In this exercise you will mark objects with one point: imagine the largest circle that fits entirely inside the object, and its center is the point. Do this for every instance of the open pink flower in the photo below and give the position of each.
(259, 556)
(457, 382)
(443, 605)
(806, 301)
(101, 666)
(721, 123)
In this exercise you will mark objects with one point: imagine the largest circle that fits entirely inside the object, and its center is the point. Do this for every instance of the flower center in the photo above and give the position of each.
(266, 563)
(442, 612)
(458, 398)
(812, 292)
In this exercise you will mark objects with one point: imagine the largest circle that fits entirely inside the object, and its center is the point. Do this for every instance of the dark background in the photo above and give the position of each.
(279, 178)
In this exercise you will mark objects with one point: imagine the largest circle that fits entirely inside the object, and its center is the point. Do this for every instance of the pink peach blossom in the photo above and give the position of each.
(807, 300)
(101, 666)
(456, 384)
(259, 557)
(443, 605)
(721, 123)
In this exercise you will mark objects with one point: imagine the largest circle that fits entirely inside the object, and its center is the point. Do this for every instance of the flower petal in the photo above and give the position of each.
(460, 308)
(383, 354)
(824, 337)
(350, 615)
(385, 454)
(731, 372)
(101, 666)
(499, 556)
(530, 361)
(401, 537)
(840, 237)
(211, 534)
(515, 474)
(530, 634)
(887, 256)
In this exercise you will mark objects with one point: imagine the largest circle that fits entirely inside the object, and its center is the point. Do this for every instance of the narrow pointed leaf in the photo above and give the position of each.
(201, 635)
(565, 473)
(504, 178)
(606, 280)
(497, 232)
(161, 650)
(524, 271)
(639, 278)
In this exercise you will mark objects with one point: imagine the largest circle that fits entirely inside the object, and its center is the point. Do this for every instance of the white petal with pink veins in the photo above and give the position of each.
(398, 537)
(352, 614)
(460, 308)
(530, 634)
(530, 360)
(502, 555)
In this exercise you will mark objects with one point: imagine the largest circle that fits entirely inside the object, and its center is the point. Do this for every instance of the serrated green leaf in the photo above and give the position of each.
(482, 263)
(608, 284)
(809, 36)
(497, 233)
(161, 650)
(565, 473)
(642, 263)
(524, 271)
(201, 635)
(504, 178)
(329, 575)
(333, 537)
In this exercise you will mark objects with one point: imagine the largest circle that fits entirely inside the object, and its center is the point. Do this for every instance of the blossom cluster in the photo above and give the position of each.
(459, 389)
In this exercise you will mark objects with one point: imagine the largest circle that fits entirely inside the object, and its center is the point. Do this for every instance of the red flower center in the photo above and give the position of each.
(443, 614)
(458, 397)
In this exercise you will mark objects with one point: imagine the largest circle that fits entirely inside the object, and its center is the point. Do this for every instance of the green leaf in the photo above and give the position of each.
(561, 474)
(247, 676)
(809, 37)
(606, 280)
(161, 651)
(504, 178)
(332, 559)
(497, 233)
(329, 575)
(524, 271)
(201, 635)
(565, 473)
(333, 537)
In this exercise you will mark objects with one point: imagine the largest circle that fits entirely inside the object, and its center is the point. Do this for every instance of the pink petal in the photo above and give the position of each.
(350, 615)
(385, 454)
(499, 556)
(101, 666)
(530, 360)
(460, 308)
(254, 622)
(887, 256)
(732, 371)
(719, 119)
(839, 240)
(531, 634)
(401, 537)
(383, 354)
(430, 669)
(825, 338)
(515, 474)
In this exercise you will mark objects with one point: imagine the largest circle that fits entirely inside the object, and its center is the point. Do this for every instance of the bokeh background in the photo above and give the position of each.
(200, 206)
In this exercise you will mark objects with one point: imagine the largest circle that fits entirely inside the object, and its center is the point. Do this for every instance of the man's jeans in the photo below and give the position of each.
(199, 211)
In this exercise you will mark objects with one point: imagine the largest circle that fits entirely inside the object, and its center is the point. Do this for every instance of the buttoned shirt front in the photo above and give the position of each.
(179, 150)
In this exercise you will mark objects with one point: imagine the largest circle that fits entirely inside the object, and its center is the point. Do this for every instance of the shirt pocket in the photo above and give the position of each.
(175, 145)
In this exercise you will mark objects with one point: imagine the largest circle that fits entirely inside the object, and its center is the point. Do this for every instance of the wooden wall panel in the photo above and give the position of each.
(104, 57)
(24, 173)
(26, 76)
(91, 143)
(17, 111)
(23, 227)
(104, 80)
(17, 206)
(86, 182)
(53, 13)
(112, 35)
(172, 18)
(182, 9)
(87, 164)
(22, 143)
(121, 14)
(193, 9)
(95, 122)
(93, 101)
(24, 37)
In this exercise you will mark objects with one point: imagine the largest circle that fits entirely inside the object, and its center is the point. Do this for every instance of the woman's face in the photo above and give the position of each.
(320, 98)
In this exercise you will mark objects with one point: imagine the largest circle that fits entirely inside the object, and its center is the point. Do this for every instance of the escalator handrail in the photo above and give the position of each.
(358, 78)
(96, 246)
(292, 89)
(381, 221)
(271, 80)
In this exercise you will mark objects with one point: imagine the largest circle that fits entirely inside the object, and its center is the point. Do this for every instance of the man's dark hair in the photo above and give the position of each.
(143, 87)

+-------+

### INSTRUCTIONS FOR THE TASK:
Verbatim reproduction of the entries is required.

### ANSWER AREA:
In this exercise you will mark objects with one point: imagine the largest circle that fits entirely inside the object, and its center is the point. Do this for every instance of the open pink flower in the photo below and give the position of each.
(259, 556)
(457, 382)
(443, 605)
(806, 301)
(101, 666)
(721, 123)
In this exercise you will mark objects with one point: imagine the largest circle that fits entirely inside the object, and its center is the point. Do this for every instance of the flower center in the photo above and give the position of each.
(266, 563)
(442, 612)
(458, 398)
(812, 292)
In this exercise you will mark objects with one point: imagine the largest circle that fits entirely inside the object, and its center is the point. Do this for every instance of the dark background in the photo above and give the position of each.
(279, 178)
In this exercise you will mark objects with one point: imagine the largest circle that fits entirely inside the object, and its center is the point. Do this for every instance of the pink peach blossom in the photo above and give the position of each.
(807, 300)
(101, 666)
(456, 384)
(259, 557)
(443, 605)
(721, 123)
In this exercise you will mark objects with one point: imagine the largest circle that fits entirely inside the object, and its center is the point. Do this for every instance of the flower petal in the photo above and give the position of each.
(460, 308)
(383, 354)
(824, 337)
(350, 615)
(385, 454)
(731, 372)
(101, 666)
(499, 556)
(530, 361)
(401, 537)
(840, 237)
(211, 534)
(515, 474)
(530, 634)
(887, 256)
In this exercise you will mark objects with one point: imagine the largest circle that fits entirely inside the object, and its center is the point. Do this for every instance of the narrow pointed leaf in the photo above and give the position of each.
(201, 635)
(565, 473)
(504, 178)
(606, 280)
(497, 232)
(161, 650)
(524, 271)
(639, 278)
In this exercise you will mark objects with one point: imagine the largest circle that fits entirely inside the object, and its center is the point. Do this for every instance of the white petal with pink veins in the photo above and give the position of each.
(398, 537)
(352, 614)
(460, 308)
(530, 634)
(530, 360)
(502, 555)
In this exercise you will mark objects with one point: imagine the largest circle that fits entirely inside the object, and its center is the point. Do this for every instance of the serrated green leaf in the photo above and give the position of each.
(482, 263)
(608, 284)
(809, 36)
(497, 233)
(161, 650)
(565, 473)
(642, 263)
(524, 271)
(201, 635)
(504, 178)
(329, 575)
(333, 537)
In this exercise you will mark objects with one point: imagine the largest circle that fits entirely inside the object, and its center is the point. Do this for every instance of the blossom cluster in the photo above and give the position of each.
(459, 389)
In this exercise you will mark objects with one point: imagine the largest circle that fits entirely inside the object, and its center is the point. Do this for every instance of the red flower center in the photo above and give the position of each.
(443, 614)
(458, 397)
In this exercise you will mark objects with one point: imagine the largest circle that fits entirely inside the object, and its center is the point. Do this for every instance of the green leaf in the photo above and give the position of each.
(561, 474)
(247, 676)
(809, 37)
(606, 280)
(161, 651)
(504, 178)
(332, 559)
(497, 233)
(329, 575)
(524, 271)
(201, 635)
(565, 473)
(333, 537)
In this exercise you will mark objects with one point: imagine the largest circle that fits entirely inside the object, and its center is the point. Do this for every instance of the pink petal in the photo above and give the position of each.
(350, 615)
(385, 454)
(499, 556)
(101, 666)
(530, 360)
(460, 308)
(254, 622)
(887, 256)
(732, 371)
(719, 119)
(839, 240)
(531, 634)
(401, 537)
(383, 354)
(430, 669)
(825, 338)
(515, 474)
In this exercise you will mark objects with one point: imagine the largest circle that fits entirely inside the object, and its center is the point. Do this for every instance of the bokeh background in the photo above and give the position of each.
(200, 206)
In this exercise you will mark objects with one point: imagine the largest circle that fits entirely inside the object, and its center is the point. Do this for every instance of the man's jeans in the photo below and give the position of each.
(199, 211)
In this exercise you will mark objects with one point: imagine the largest circle that fits entirely inside the object, and its center is the point. Do this for every instance of the buttoned shirt front in the photo above and give the position of each.
(179, 150)
In this exercise you will mark objects with one point: imagine the largest circle that fits entirely inside the object, and its center is the point. Do this for every instance of the shirt pocket in the photo above and give the position of each.
(175, 145)
In this exercise you will mark objects with one point: imagine the largest circle that fits entirely inside the object, and its center is the point. Do this for every instance of the wooden wall panel in the photo above and give the position of each.
(104, 57)
(24, 173)
(26, 76)
(91, 143)
(17, 111)
(23, 227)
(104, 80)
(17, 206)
(86, 182)
(53, 13)
(112, 35)
(172, 18)
(182, 9)
(87, 164)
(22, 143)
(121, 14)
(193, 9)
(95, 122)
(93, 101)
(24, 37)
In this exercise you will mark objects with one point: imagine the largest circle that fits entirely inside the object, and its center is the point. Do this for every instance of the woman's face in the photo above and give the position of each.
(320, 98)
In this exercise you will mark objects with one point: imagine the largest circle that fits entirely inside the object, and its center is the point. Do this for every instance of the escalator handrail in the photo above and give the position of each.
(358, 78)
(96, 246)
(292, 89)
(381, 221)
(271, 80)
In this exercise you will mark objects with one point: imagine the largest circle that fits entirely inside the object, and its center is the point. Do this for every instance of the man's dark hair in the photo above and give the position of each.
(143, 87)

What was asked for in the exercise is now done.